## What the exercise asks
Return each line of the material below that contains the word "vest".

-------------------------

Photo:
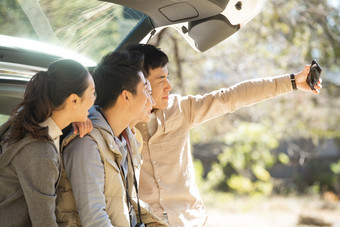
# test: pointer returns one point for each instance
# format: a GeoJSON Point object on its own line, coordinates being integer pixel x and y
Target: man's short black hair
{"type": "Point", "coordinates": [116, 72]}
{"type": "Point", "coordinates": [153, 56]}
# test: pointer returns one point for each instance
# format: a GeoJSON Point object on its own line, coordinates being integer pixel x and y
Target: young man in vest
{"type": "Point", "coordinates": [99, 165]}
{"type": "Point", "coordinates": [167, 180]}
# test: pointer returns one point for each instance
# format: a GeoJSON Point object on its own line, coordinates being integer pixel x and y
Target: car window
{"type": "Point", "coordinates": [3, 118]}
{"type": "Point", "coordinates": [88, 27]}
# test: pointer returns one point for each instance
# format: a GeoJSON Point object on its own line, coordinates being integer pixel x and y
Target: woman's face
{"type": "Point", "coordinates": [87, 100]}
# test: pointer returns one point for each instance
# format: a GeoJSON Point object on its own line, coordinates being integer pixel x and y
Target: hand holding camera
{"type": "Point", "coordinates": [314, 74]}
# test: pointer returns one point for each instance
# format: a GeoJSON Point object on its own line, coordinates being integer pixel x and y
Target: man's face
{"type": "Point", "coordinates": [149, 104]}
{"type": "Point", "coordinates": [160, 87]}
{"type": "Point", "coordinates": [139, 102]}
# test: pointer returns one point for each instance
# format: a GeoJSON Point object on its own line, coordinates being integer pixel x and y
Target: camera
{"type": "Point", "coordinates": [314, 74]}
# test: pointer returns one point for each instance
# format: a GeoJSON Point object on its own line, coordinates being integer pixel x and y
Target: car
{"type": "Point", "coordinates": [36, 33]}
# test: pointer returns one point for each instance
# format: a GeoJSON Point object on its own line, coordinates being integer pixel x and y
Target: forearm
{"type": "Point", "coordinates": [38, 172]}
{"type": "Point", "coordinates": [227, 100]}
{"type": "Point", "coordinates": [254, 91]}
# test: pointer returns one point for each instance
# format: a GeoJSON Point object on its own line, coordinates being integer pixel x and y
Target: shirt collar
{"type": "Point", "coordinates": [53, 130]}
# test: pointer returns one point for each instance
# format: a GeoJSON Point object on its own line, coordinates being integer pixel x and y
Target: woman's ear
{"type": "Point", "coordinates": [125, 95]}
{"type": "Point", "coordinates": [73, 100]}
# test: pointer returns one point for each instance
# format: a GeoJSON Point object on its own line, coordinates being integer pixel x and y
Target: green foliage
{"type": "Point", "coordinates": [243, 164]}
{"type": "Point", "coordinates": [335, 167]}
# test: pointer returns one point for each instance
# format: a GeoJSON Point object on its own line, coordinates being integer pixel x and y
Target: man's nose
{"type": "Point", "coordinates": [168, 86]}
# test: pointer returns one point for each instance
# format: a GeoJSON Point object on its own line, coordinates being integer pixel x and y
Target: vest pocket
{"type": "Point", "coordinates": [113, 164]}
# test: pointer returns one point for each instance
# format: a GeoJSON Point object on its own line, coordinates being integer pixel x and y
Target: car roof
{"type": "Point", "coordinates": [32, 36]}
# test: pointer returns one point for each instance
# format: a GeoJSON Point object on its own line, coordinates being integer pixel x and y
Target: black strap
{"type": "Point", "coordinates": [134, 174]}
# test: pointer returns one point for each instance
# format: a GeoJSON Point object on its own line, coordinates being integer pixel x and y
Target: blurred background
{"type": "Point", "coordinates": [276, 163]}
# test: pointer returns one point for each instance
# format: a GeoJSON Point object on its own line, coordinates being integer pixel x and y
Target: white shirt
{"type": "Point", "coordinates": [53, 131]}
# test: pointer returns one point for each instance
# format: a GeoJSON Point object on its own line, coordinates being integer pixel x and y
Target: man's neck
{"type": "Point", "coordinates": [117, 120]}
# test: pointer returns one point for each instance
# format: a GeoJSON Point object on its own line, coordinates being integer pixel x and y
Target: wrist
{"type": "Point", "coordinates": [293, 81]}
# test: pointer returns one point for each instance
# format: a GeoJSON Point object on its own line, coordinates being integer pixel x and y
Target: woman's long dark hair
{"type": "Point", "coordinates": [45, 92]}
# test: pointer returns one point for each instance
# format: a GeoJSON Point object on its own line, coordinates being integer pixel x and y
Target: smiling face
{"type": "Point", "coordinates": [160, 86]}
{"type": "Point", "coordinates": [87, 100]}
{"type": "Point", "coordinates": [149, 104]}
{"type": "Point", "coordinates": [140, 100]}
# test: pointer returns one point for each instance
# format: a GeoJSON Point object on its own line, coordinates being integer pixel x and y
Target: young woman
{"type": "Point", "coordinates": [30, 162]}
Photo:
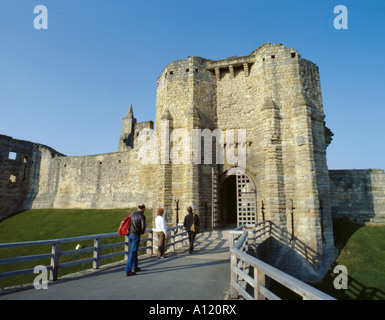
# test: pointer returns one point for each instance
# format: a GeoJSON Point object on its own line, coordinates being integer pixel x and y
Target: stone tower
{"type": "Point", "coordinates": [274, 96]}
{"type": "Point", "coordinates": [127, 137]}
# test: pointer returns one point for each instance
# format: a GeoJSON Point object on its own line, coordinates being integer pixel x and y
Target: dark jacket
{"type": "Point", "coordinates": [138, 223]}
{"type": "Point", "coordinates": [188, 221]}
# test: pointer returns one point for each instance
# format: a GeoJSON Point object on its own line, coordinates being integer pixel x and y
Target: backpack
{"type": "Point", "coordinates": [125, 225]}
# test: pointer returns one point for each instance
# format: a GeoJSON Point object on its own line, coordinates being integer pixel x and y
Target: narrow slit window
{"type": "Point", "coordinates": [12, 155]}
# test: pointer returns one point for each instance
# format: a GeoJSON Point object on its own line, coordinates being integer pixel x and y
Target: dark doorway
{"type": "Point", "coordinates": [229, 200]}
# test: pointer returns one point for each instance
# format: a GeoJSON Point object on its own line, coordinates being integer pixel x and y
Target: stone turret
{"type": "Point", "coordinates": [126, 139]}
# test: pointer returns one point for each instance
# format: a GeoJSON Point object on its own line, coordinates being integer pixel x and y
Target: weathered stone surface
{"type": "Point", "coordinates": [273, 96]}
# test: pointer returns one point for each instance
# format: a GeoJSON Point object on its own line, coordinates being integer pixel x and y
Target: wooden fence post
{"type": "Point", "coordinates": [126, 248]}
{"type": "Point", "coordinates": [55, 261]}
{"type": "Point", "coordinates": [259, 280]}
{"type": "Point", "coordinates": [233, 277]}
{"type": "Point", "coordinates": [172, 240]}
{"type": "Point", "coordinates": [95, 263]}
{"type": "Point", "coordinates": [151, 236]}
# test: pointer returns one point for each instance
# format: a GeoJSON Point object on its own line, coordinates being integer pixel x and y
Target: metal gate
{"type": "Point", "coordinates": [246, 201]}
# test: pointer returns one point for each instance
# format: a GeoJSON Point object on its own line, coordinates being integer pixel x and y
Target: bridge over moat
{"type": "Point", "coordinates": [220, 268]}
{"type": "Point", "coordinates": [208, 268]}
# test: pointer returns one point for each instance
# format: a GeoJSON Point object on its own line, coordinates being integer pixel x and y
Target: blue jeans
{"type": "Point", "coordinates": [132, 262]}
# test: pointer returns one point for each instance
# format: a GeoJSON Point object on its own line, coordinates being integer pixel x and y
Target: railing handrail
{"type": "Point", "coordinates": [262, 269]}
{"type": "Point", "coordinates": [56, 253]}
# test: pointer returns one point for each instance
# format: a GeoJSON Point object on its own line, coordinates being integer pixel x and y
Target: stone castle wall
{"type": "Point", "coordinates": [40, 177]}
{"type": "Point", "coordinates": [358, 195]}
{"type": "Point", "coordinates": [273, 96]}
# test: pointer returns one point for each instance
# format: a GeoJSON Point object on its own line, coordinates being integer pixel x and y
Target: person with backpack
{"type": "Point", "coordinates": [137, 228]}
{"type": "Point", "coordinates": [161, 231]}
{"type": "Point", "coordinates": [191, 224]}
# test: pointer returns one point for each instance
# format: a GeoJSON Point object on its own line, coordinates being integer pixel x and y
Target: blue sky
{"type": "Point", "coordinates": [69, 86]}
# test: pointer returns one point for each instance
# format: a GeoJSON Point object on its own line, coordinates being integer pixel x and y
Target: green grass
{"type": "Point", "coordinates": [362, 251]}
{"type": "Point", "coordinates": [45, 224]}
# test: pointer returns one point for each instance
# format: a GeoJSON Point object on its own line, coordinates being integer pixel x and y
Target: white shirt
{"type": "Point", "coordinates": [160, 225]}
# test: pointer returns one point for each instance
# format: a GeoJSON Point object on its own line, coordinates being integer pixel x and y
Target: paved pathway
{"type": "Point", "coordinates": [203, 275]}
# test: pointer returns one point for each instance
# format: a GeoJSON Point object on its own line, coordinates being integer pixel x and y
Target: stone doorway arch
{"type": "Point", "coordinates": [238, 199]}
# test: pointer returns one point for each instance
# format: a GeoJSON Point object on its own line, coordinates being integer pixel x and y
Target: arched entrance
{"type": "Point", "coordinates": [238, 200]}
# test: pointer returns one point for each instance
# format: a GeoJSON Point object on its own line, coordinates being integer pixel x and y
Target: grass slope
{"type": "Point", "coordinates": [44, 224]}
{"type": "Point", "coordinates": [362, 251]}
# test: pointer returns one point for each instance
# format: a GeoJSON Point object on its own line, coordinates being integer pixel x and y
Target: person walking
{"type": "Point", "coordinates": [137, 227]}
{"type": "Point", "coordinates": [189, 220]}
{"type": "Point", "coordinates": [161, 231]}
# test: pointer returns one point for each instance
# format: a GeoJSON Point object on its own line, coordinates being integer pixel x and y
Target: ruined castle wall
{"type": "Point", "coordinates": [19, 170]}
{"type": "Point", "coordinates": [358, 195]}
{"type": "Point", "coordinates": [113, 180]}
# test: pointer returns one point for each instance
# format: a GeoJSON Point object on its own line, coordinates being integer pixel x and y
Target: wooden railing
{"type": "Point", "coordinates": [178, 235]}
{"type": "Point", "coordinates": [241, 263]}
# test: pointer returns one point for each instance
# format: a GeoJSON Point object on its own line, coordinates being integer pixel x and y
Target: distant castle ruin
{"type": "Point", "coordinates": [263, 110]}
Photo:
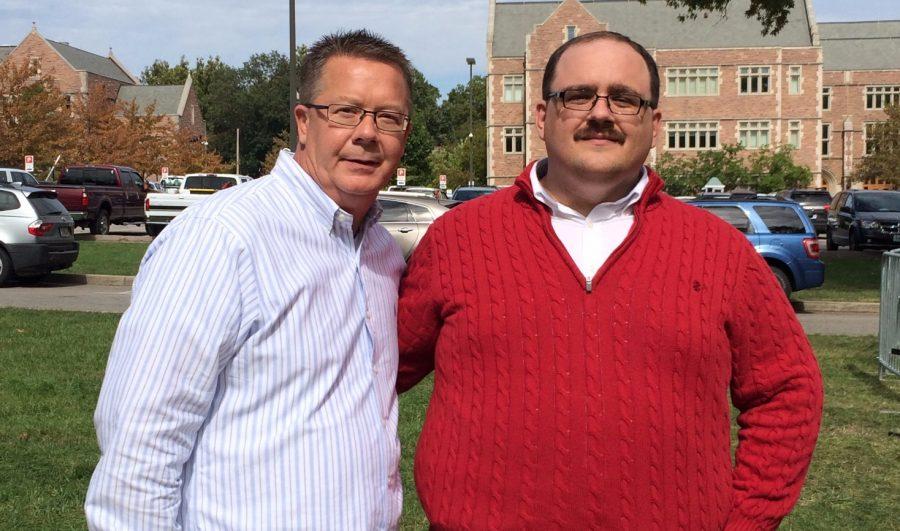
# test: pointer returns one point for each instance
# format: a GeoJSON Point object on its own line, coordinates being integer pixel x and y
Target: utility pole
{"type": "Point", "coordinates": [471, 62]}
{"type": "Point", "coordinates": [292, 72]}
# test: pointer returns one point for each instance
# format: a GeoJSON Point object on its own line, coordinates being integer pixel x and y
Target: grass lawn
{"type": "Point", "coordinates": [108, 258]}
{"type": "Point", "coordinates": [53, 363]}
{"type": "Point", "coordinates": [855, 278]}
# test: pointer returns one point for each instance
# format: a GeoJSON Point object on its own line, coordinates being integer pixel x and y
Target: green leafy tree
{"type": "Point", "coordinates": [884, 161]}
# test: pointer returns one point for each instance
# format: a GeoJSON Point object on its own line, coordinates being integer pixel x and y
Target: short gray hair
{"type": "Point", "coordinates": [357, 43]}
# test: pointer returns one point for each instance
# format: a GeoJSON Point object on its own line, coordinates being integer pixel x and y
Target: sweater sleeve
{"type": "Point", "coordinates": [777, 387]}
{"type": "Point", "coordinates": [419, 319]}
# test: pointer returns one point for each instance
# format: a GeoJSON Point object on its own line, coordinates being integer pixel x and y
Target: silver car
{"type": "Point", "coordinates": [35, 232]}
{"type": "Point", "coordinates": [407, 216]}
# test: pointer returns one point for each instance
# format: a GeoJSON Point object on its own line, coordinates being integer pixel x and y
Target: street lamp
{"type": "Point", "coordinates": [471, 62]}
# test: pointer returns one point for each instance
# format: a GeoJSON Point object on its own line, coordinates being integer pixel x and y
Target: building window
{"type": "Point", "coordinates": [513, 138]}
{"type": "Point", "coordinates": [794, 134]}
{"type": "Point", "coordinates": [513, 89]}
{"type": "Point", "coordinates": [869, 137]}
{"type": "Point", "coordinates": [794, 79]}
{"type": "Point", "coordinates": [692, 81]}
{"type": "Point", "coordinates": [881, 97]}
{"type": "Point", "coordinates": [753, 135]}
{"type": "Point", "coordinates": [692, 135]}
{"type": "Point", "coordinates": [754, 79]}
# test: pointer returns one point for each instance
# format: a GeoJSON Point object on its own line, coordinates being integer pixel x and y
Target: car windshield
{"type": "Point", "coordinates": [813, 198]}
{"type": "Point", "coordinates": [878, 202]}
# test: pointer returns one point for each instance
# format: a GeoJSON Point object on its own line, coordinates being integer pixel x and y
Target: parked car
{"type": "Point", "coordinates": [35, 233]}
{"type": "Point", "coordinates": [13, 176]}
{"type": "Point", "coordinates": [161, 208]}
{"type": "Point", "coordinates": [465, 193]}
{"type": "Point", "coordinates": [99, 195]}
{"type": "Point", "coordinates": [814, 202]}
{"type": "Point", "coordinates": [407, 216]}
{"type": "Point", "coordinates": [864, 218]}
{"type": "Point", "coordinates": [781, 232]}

-------------------------

## Answer for this exercise
Target: young man in vest
Target: vest pocket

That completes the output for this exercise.